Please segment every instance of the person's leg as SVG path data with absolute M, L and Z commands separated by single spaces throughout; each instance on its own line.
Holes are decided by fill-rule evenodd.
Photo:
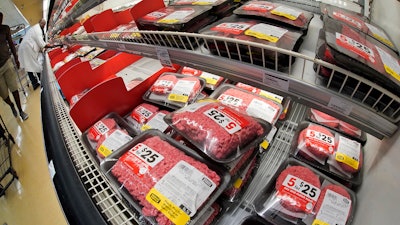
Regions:
M 28 72 L 29 80 L 31 80 L 33 90 L 39 87 L 38 79 L 33 72 Z
M 8 86 L 6 80 L 6 74 L 8 72 L 7 62 L 0 67 L 0 96 L 3 98 L 4 102 L 6 102 L 10 107 L 15 117 L 18 116 L 17 110 L 15 110 L 14 103 L 12 103 L 10 96 L 8 95 Z
M 8 60 L 6 64 L 8 64 L 8 70 L 4 74 L 6 84 L 8 86 L 8 89 L 10 89 L 11 93 L 13 94 L 15 103 L 19 110 L 19 115 L 21 116 L 21 119 L 26 120 L 26 119 L 28 119 L 29 116 L 22 110 L 22 107 L 21 107 L 21 100 L 19 97 L 18 84 L 17 84 L 17 79 L 16 79 L 16 76 L 18 76 L 18 75 L 17 75 L 16 71 L 14 70 L 14 66 L 13 66 L 11 60 Z M 5 101 L 6 102 L 9 101 L 12 104 L 9 97 L 7 98 L 7 100 L 5 99 Z M 11 107 L 11 109 L 12 108 L 13 107 Z

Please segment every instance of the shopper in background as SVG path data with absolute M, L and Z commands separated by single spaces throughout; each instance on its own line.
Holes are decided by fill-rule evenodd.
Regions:
M 32 82 L 33 89 L 40 86 L 40 73 L 42 72 L 42 52 L 48 47 L 44 42 L 44 26 L 46 20 L 41 19 L 38 24 L 33 25 L 24 35 L 21 44 L 18 47 L 19 61 L 21 68 L 28 72 L 29 79 Z M 35 76 L 37 75 L 37 77 Z
M 15 64 L 17 68 L 19 68 L 18 55 L 11 38 L 10 27 L 3 25 L 3 13 L 0 12 L 0 95 L 11 107 L 14 116 L 17 117 L 18 112 L 16 111 L 8 94 L 9 91 L 11 91 L 19 110 L 19 115 L 21 116 L 22 120 L 26 120 L 28 119 L 28 114 L 26 114 L 21 107 L 17 84 L 18 75 L 11 59 L 10 50 L 14 56 Z

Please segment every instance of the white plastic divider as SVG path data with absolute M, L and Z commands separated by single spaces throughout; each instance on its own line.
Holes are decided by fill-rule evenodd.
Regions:
M 124 38 L 119 38 L 121 34 Z M 398 129 L 400 98 L 396 94 L 310 54 L 233 38 L 171 31 L 90 33 L 67 37 L 64 41 L 151 58 L 157 58 L 160 48 L 166 49 L 173 63 L 292 96 L 378 138 L 390 137 Z M 209 51 L 210 44 L 215 47 L 213 54 Z M 268 61 L 266 52 L 274 52 L 273 61 Z M 281 68 L 278 55 L 288 57 L 286 68 Z M 332 71 L 329 79 L 318 75 L 321 67 Z M 338 84 L 337 80 L 342 82 Z M 357 84 L 349 83 L 350 80 Z

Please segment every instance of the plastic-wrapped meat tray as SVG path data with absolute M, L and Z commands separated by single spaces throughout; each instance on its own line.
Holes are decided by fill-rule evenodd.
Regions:
M 196 76 L 166 72 L 154 82 L 143 99 L 170 109 L 178 109 L 194 102 L 206 81 Z
M 292 27 L 307 33 L 313 13 L 285 4 L 268 1 L 248 1 L 233 11 L 234 14 L 244 17 L 256 17 L 286 27 Z
M 140 30 L 197 33 L 216 20 L 216 16 L 210 15 L 211 8 L 211 6 L 167 6 L 139 18 L 137 23 Z M 144 41 L 153 44 L 152 40 L 144 39 Z M 182 40 L 174 35 L 160 39 L 160 44 L 177 48 L 197 47 L 194 38 Z
M 199 154 L 218 163 L 238 159 L 271 130 L 271 124 L 214 101 L 193 103 L 164 119 L 196 146 Z
M 111 112 L 83 132 L 83 143 L 98 162 L 123 148 L 137 132 L 117 113 Z
M 283 28 L 268 24 L 261 20 L 240 18 L 232 15 L 205 27 L 200 31 L 201 34 L 217 37 L 228 37 L 238 40 L 250 41 L 269 46 L 279 47 L 286 50 L 298 51 L 303 41 L 302 33 L 293 29 Z M 251 48 L 251 55 L 247 45 L 228 43 L 223 41 L 206 40 L 204 44 L 214 55 L 241 59 L 245 62 L 265 65 L 275 68 L 275 57 L 278 60 L 278 69 L 285 70 L 289 67 L 289 56 L 287 54 L 277 53 L 271 50 L 263 50 L 257 47 Z M 264 57 L 264 61 L 263 61 Z M 294 63 L 292 58 L 291 63 Z
M 350 225 L 356 194 L 309 165 L 289 158 L 260 192 L 257 214 L 275 225 Z
M 393 89 L 395 84 L 393 82 L 389 81 L 388 83 L 385 83 L 386 79 L 385 76 L 390 76 L 388 74 L 383 75 L 379 74 L 378 72 L 373 73 L 374 71 L 372 69 L 369 69 L 368 66 L 363 65 L 361 62 L 356 61 L 355 59 L 351 59 L 346 57 L 345 55 L 342 55 L 342 61 L 343 60 L 348 60 L 345 61 L 345 63 L 350 63 L 351 65 L 357 64 L 359 67 L 366 69 L 367 71 L 361 71 L 360 68 L 349 68 L 348 65 L 344 65 L 343 63 L 339 63 L 337 60 L 337 57 L 339 56 L 339 52 L 335 51 L 328 43 L 326 42 L 326 32 L 324 29 L 321 29 L 319 32 L 319 39 L 317 42 L 317 48 L 316 48 L 316 58 L 322 59 L 326 62 L 329 62 L 334 65 L 338 65 L 341 67 L 344 67 L 348 69 L 349 71 L 355 72 L 356 74 L 359 74 L 360 76 L 364 76 L 367 79 L 370 79 L 371 81 L 377 83 L 378 85 L 386 88 L 389 91 L 392 91 L 393 93 L 399 93 L 399 90 L 397 88 Z M 388 51 L 390 51 L 388 49 Z M 339 56 L 340 57 L 340 56 Z M 314 65 L 315 71 L 317 71 L 317 65 Z M 332 70 L 321 66 L 319 69 L 319 75 L 320 75 L 320 80 L 321 80 L 321 85 L 326 86 L 329 82 L 329 88 L 333 89 L 335 91 L 341 90 L 341 93 L 344 95 L 352 96 L 354 99 L 357 99 L 359 101 L 363 101 L 364 104 L 374 106 L 378 110 L 383 110 L 387 107 L 387 105 L 390 102 L 390 99 L 386 99 L 385 97 L 381 97 L 381 92 L 372 90 L 370 91 L 371 87 L 369 85 L 365 84 L 360 84 L 358 86 L 359 80 L 354 79 L 352 77 L 347 77 L 344 74 L 341 74 L 339 72 L 335 71 L 335 74 L 333 77 L 331 77 Z M 346 79 L 347 77 L 347 79 Z M 392 83 L 392 85 L 390 85 Z M 355 90 L 355 88 L 357 90 Z M 380 98 L 380 101 L 378 104 L 376 104 L 377 100 Z M 384 114 L 388 116 L 389 118 L 397 118 L 397 114 L 393 115 L 393 113 L 400 107 L 399 104 L 392 103 L 390 104 L 389 108 L 387 108 L 384 111 Z
M 124 118 L 132 125 L 136 133 L 140 134 L 148 129 L 157 129 L 168 134 L 171 129 L 164 121 L 164 116 L 170 113 L 167 110 L 160 109 L 158 106 L 150 103 L 142 103 L 136 106 Z
M 221 85 L 210 98 L 271 124 L 276 123 L 282 112 L 282 105 L 278 102 L 230 84 Z
M 400 60 L 391 49 L 328 17 L 324 18 L 324 30 L 337 65 L 400 94 Z
M 200 21 L 207 18 L 210 6 L 167 6 L 137 20 L 143 30 L 193 31 Z
M 310 108 L 307 112 L 306 119 L 354 139 L 363 146 L 367 142 L 367 135 L 364 131 L 319 110 Z
M 170 4 L 171 6 L 211 6 L 210 13 L 221 17 L 229 11 L 232 5 L 235 5 L 231 0 L 215 0 L 215 1 L 203 1 L 203 0 L 177 0 Z
M 196 223 L 230 182 L 223 167 L 157 130 L 111 154 L 101 170 L 153 225 Z
M 324 6 L 324 11 L 325 15 L 329 16 L 330 18 L 345 23 L 354 29 L 368 34 L 370 37 L 375 38 L 388 48 L 392 49 L 394 52 L 398 53 L 396 46 L 393 44 L 393 41 L 390 39 L 386 31 L 378 25 L 367 20 L 366 17 L 330 5 Z
M 356 190 L 362 184 L 364 150 L 361 143 L 325 126 L 300 123 L 293 136 L 290 155 L 348 188 Z

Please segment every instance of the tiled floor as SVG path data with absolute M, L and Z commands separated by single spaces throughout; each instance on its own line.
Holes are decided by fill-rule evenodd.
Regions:
M 16 144 L 12 162 L 19 179 L 0 198 L 0 224 L 67 224 L 50 179 L 42 134 L 40 89 L 25 87 L 21 101 L 29 119 L 14 118 L 9 106 L 0 101 L 0 115 Z M 0 174 L 2 175 L 2 174 Z M 4 180 L 3 180 L 4 181 Z

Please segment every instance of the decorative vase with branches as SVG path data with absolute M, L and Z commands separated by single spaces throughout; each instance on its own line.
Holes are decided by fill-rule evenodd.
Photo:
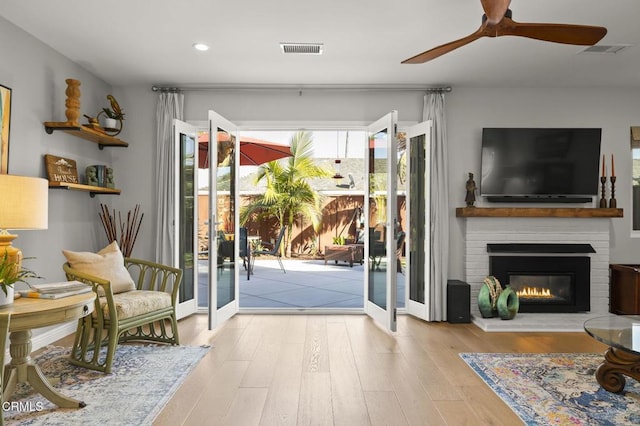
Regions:
M 117 224 L 115 210 L 110 212 L 109 208 L 104 204 L 100 204 L 100 209 L 101 212 L 98 216 L 100 216 L 100 221 L 109 243 L 117 241 L 123 256 L 131 257 L 144 216 L 144 213 L 140 214 L 140 205 L 136 204 L 133 212 L 131 210 L 127 212 L 125 221 L 122 220 L 122 214 L 118 212 Z

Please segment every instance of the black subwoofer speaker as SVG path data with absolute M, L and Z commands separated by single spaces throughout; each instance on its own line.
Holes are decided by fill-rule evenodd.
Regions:
M 447 321 L 471 322 L 471 286 L 464 281 L 447 281 Z

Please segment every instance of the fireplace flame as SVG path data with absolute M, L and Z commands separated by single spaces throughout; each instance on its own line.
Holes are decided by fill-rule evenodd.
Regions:
M 551 294 L 551 290 L 549 290 L 548 288 L 523 287 L 516 293 L 518 294 L 518 297 L 529 299 L 553 299 L 554 297 Z

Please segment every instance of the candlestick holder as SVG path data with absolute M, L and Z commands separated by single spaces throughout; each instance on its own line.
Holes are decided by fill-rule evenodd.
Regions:
M 607 208 L 607 199 L 604 198 L 604 186 L 607 184 L 607 177 L 606 176 L 600 176 L 600 183 L 602 184 L 602 189 L 601 194 L 602 196 L 600 197 L 600 208 L 601 209 L 606 209 Z
M 611 199 L 609 200 L 609 208 L 618 208 L 618 202 L 616 201 L 616 177 L 611 176 Z

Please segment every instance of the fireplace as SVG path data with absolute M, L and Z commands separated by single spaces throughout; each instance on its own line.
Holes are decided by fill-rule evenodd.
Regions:
M 488 245 L 491 252 L 496 245 Z M 503 245 L 504 246 L 504 245 Z M 541 245 L 514 249 L 501 247 L 507 256 L 489 256 L 489 273 L 495 276 L 503 287 L 509 285 L 518 294 L 519 312 L 587 312 L 590 310 L 591 258 L 586 255 L 575 256 L 575 245 L 544 245 L 551 252 L 542 253 Z M 521 246 L 521 245 L 520 245 Z M 531 246 L 531 245 L 529 245 Z M 567 247 L 572 246 L 572 247 Z M 592 251 L 593 248 L 583 251 Z M 536 255 L 526 251 L 537 250 Z M 543 254 L 543 255 L 541 255 Z

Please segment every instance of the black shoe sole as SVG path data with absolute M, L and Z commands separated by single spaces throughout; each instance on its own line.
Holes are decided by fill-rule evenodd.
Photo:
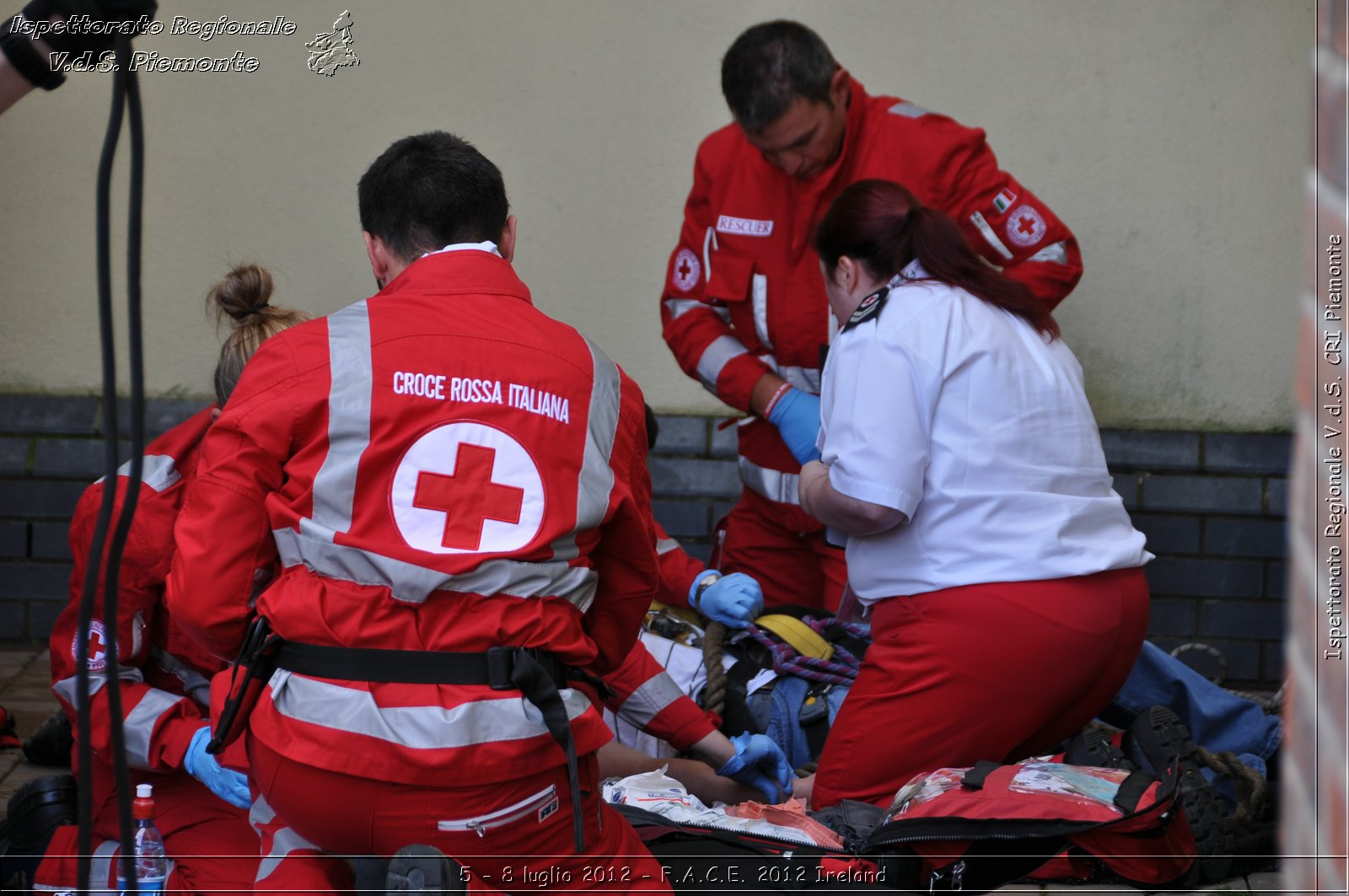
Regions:
M 1232 873 L 1232 835 L 1222 795 L 1203 776 L 1190 731 L 1175 712 L 1155 706 L 1137 719 L 1124 739 L 1125 754 L 1135 762 L 1166 777 L 1178 762 L 1176 787 L 1180 810 L 1194 835 L 1195 868 L 1202 883 L 1217 884 Z
M 464 880 L 459 862 L 433 846 L 403 846 L 389 861 L 384 878 L 389 893 L 430 892 L 463 893 Z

### Written request
Copy the records word for word, from the very beginning down to and including the line that contains "M 8 60 L 6 64". Leave the pictures out of your copy.

### Exercise solution
Please segment every instance of the person's leg as SVG path data with absolute M, L and Z commands separated by single spaces throughout; each instance on its own line.
Holes are decided by fill-rule evenodd.
Photo:
Regions:
M 28 72 L 29 80 L 31 80 L 33 90 L 39 87 L 38 79 L 33 72 Z
M 8 86 L 6 80 L 6 74 L 8 72 L 7 62 L 0 67 L 0 96 L 3 98 L 4 102 L 6 102 L 10 107 L 15 117 L 18 116 L 17 110 L 15 110 L 14 103 L 12 103 L 10 96 L 8 95 Z
M 8 60 L 6 64 L 8 64 L 8 70 L 4 74 L 6 84 L 8 86 L 8 89 L 10 89 L 11 93 L 13 94 L 15 103 L 19 110 L 19 115 L 21 116 L 21 119 L 26 120 L 26 119 L 28 119 L 29 116 L 22 110 L 22 107 L 21 107 L 21 100 L 19 97 L 18 84 L 17 84 L 17 79 L 16 79 L 16 76 L 18 76 L 18 75 L 17 75 L 16 71 L 14 70 L 14 66 L 13 66 L 11 60 Z M 5 101 L 6 102 L 9 101 L 12 104 L 9 97 L 7 98 L 7 100 L 5 99 Z M 11 107 L 11 109 L 12 108 L 13 107 Z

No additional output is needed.